## PROBLEM
List every line from the rows below that contains the string "wristwatch". Case counts.

## DATA SECTION
————

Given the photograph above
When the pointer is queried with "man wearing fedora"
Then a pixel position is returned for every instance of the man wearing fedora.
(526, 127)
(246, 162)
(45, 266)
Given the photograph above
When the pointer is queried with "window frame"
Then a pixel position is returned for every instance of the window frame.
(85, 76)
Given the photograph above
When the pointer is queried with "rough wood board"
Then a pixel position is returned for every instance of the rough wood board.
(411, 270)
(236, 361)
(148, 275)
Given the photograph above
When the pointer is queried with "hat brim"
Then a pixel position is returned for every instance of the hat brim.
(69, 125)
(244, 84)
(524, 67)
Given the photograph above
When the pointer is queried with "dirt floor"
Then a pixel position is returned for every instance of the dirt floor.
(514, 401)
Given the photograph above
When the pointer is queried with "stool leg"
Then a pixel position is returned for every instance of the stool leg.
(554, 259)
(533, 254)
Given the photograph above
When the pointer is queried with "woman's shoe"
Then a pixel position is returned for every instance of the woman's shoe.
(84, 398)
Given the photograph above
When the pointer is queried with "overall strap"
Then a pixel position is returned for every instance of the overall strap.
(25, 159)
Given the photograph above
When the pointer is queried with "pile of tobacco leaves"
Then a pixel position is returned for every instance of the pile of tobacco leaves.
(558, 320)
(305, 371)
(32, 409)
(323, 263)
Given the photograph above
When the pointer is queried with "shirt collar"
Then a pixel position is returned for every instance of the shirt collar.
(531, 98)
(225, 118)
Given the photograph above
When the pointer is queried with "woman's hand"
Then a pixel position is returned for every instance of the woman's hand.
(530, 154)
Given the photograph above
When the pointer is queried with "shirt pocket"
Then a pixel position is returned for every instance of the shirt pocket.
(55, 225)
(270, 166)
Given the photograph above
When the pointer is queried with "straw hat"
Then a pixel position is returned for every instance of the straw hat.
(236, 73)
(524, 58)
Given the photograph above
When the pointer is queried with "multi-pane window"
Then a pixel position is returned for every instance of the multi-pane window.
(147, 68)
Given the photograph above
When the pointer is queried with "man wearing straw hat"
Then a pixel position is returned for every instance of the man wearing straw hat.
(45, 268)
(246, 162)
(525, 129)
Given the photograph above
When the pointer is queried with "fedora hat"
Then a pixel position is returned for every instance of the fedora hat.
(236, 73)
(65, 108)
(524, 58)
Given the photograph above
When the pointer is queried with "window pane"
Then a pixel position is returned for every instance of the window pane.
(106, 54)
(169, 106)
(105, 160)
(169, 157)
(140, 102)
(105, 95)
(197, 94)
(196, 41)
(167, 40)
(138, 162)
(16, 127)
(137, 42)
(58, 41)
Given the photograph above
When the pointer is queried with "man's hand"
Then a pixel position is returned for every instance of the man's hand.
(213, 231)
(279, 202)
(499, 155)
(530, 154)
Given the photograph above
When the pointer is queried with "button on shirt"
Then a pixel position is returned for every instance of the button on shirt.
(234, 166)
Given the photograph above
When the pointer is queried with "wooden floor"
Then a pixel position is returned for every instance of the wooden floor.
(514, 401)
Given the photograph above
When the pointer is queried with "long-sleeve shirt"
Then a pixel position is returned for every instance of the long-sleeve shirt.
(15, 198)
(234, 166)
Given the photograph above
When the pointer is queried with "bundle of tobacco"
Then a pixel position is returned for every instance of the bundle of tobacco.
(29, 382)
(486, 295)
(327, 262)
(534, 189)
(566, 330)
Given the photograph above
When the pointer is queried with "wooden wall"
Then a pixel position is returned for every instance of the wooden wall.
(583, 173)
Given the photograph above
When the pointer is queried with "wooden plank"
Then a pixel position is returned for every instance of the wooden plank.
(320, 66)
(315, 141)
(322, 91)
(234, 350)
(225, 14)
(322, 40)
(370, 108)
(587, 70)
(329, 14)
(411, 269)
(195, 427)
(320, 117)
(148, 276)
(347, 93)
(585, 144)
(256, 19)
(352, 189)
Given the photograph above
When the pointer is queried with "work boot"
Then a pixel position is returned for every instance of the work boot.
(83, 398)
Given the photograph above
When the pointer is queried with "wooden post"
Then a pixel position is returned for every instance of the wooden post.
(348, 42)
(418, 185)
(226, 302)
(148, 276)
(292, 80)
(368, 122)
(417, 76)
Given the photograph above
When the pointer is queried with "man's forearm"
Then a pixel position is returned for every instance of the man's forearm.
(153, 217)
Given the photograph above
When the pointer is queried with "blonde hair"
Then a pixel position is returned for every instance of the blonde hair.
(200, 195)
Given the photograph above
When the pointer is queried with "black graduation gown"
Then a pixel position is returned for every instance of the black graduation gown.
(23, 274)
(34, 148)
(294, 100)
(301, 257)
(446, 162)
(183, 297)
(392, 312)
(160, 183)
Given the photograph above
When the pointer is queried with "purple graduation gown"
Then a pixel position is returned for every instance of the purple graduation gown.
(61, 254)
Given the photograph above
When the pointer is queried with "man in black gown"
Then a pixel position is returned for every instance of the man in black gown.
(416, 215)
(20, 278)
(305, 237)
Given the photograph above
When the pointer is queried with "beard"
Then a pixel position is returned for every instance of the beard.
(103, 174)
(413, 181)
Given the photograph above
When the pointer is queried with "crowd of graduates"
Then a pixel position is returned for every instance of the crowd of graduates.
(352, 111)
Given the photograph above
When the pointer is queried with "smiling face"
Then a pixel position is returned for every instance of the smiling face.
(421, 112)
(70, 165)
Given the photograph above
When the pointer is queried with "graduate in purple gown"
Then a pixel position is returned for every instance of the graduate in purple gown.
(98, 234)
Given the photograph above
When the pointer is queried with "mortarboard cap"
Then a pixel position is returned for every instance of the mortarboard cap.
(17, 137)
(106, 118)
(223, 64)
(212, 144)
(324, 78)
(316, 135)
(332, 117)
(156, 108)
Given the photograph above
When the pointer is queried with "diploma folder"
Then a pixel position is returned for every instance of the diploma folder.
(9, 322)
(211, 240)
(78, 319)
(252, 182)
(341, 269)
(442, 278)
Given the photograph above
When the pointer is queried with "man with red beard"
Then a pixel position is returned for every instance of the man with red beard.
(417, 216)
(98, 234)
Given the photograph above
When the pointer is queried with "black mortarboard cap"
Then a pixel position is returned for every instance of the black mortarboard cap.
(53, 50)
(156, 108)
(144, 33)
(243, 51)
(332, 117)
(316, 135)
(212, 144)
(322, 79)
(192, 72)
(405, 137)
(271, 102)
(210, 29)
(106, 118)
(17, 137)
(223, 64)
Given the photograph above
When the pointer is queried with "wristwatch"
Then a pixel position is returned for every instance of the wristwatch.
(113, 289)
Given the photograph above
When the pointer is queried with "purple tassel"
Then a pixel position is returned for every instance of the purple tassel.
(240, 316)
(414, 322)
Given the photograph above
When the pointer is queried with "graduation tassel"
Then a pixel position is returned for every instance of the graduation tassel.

————

## OUTPUT
When the pointer is queried with "wristwatch"
Then a pixel position is returned for every instance of the wristwatch.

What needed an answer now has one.